» **GIVEN TEXT**

___

Richard: Well, it started way back when I was just a kid and I read a book by a guy named Isaac Asimov. Isaac Asimov has written the most books of anyone that ever lived as far as we know. He wrote 501 books before he died. He wrote about everything and he wrote in such a way that you could understand. He wrote on nuclear physics and yet you… I mean, I’m a 7 year old kid reading the book and I understood it. So, I thought I want to be a writer like him. So, then life interfered and I had to work and get a job and got married and she passed away and, you know, I got the job at Trader Joe’s and the writing just kind of fell on the back burner because I actually had to do what we all do, earn a living and deal with life. Well, in 2013, near the end, things happened, and I decided it was time, I’d been a Trader Joe’s for 20 years as their I.T. director. I just decided it was time to move on. I had money in my retirement, time to start a writing career because that’s what I wanted to do all my life. So, I moved to Florida, mostly because Mark’s here. Kidding. And set up my shop, being a writer and started writing books, wrote Focus on LinkedIn, that was my 3rd book. It immediately became a bestseller. It still sells pretty well, and I wrote a book on e-bay, on computer security and some other books and it just kind of evolved from there to where it’s just something I want to do. It makes me really happy, and I provide very good service to people and give them good copywriting, good writing for their website. It’s just fun and that’s what I like to do.

___

» **WRITTEN INSTRUCTION A**
Gather every line of the entries below that contains the word "tree" and copy each one out.

» **STORED DATA**
___

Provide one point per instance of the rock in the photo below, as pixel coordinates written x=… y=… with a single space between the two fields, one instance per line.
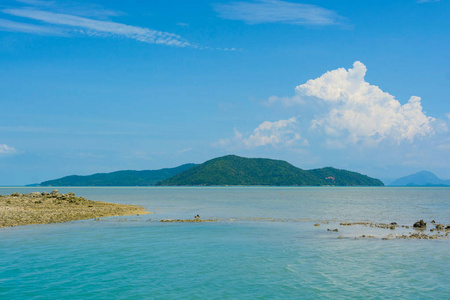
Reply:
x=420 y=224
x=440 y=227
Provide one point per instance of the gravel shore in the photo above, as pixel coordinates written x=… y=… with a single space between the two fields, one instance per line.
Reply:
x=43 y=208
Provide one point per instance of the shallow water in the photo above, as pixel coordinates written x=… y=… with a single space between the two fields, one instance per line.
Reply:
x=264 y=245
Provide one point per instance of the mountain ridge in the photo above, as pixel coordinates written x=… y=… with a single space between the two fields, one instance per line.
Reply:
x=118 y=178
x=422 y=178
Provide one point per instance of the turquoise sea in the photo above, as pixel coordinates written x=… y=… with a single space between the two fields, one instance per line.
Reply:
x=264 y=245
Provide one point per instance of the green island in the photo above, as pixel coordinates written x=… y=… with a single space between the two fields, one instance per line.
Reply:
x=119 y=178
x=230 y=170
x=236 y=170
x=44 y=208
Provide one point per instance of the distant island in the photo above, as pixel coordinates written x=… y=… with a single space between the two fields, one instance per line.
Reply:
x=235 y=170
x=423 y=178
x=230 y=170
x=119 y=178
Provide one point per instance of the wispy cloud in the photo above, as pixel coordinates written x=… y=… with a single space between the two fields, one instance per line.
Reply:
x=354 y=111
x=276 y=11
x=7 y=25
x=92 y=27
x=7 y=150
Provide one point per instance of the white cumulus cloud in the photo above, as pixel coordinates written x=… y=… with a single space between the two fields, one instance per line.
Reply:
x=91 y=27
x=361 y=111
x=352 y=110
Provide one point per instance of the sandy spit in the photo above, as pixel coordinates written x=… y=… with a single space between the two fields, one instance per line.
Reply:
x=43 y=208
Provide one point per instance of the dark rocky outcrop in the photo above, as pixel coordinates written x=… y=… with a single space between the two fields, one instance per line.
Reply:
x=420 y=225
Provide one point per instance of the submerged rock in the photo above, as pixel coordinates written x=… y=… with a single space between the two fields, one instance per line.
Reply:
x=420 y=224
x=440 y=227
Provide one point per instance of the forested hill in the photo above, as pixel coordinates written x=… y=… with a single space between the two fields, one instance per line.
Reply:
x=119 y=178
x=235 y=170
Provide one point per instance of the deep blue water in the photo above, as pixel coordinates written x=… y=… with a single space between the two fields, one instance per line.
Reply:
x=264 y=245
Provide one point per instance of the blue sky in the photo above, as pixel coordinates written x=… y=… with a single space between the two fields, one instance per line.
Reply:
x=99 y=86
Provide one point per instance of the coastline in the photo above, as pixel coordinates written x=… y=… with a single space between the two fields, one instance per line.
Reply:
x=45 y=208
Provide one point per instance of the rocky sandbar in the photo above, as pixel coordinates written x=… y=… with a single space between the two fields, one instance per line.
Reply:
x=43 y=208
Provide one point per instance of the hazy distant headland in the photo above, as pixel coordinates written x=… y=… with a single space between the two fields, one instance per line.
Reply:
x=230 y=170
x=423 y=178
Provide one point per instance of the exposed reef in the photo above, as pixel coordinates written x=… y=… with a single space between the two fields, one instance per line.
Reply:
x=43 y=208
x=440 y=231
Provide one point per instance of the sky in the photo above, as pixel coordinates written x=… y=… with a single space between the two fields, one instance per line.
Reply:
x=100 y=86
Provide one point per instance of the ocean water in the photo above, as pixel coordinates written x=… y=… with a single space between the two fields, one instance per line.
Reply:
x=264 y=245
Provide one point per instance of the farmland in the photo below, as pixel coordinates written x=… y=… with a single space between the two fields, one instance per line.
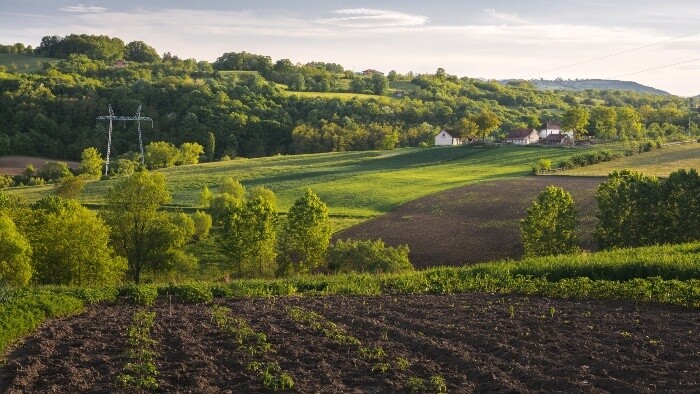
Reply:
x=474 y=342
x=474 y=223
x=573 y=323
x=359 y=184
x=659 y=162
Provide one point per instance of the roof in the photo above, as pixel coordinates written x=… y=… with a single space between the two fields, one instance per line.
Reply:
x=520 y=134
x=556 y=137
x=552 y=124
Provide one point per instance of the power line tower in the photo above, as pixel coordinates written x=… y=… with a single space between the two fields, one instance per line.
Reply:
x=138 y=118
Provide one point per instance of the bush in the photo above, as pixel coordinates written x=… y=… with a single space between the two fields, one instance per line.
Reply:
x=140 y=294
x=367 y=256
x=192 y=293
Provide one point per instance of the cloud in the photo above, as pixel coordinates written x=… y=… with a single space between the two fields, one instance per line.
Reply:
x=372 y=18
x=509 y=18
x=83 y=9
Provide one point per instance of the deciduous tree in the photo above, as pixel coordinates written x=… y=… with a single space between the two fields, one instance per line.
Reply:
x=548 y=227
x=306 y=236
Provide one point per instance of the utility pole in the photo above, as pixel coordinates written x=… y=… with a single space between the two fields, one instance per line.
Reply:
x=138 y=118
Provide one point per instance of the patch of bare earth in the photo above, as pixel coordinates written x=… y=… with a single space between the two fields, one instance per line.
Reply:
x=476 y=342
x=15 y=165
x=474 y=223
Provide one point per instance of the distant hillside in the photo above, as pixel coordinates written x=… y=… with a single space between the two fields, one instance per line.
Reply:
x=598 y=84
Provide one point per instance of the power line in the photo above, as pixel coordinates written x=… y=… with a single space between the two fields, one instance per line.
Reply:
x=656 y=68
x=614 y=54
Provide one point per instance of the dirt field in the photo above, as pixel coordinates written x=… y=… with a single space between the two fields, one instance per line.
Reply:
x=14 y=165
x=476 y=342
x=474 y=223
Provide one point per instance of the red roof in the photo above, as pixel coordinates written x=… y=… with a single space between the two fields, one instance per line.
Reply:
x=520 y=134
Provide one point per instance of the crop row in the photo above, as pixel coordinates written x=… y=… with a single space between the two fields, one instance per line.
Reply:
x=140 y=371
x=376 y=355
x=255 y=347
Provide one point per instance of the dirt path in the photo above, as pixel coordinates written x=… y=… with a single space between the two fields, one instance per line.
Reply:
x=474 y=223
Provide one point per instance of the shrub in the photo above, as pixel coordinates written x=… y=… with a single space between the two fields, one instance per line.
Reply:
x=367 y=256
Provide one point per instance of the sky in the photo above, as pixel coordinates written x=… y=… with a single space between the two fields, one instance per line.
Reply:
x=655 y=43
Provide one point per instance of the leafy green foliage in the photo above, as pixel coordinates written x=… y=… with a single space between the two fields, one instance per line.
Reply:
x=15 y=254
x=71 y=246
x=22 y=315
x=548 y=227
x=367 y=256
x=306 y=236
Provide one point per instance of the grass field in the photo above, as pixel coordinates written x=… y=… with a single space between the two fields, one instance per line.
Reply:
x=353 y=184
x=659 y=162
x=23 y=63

___

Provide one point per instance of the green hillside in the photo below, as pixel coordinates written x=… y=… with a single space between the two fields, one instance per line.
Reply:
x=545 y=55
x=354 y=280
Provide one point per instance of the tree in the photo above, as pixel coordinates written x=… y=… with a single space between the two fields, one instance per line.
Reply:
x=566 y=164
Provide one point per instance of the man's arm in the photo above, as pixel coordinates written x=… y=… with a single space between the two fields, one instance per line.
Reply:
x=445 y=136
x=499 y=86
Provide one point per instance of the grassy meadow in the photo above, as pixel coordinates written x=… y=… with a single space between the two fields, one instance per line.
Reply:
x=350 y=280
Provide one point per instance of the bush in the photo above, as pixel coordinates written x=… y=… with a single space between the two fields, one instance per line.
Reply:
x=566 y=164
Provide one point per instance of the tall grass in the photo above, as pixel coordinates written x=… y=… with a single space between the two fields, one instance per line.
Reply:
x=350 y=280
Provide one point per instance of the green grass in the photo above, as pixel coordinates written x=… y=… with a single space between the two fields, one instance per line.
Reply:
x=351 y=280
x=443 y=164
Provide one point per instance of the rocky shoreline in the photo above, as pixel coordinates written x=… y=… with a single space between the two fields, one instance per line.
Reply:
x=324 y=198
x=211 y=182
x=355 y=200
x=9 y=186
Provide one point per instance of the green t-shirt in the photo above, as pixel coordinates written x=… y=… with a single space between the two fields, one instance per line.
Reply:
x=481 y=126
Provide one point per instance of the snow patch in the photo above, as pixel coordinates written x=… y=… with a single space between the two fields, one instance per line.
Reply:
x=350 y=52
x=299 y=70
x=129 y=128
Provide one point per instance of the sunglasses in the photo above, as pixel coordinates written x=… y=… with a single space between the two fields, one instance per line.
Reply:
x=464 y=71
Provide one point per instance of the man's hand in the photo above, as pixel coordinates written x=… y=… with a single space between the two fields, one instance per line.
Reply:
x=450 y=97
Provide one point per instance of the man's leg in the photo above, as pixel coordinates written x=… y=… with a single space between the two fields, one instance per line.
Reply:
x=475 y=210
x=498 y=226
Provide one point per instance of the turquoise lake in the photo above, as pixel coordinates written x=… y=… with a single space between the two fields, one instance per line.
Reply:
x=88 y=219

___

» **WRITTEN INSTRUCTION B**
List every figure written with digits in the interview excerpt, with what each one refers to.

» **ANSWER A**
Provide one point per instance of the deciduous tree in the photo above, as pixel coordinates written x=… y=… with a single space between the two fields, one instance per line.
Provide one point per instance of the tree in the photo above, as pixel coordinates written x=… y=… with a single space between the two fields, one instance per line.

» **ANSWER B**
- 501: the number of books Isaac Asimov wrote before he died
- 7: Richard's age when he read the book and understood it
- 2013: the year he decided it was time to move on
- 20: the years he had been at Trader Joe's as its I.T. director
- 3rd: the place of Focus on LinkedIn among his books